-- Start of Source data --

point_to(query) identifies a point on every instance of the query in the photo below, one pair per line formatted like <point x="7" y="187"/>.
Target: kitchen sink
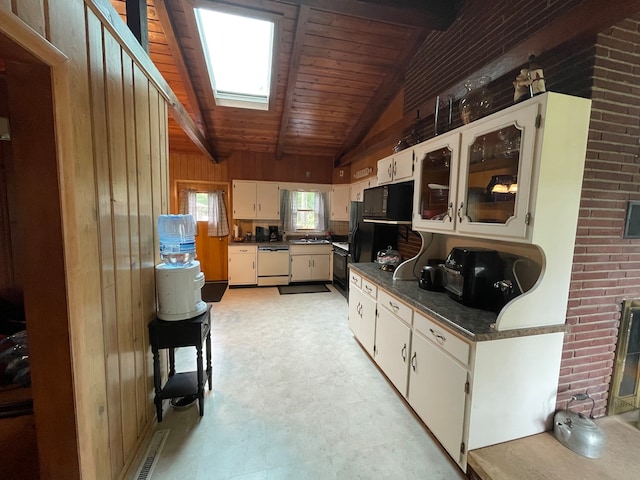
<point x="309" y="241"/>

-- End of Source data --
-- Start of Source data --

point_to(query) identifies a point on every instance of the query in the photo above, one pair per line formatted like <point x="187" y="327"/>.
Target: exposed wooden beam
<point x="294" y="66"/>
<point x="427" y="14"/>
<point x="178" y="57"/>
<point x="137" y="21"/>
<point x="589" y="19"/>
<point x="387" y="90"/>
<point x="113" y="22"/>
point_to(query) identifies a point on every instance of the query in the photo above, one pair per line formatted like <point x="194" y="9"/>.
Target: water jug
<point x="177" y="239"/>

-- End of Source data --

Goal — Count the lines that contain the word "above", where case matters, and give only that number.

Exercise solution — 2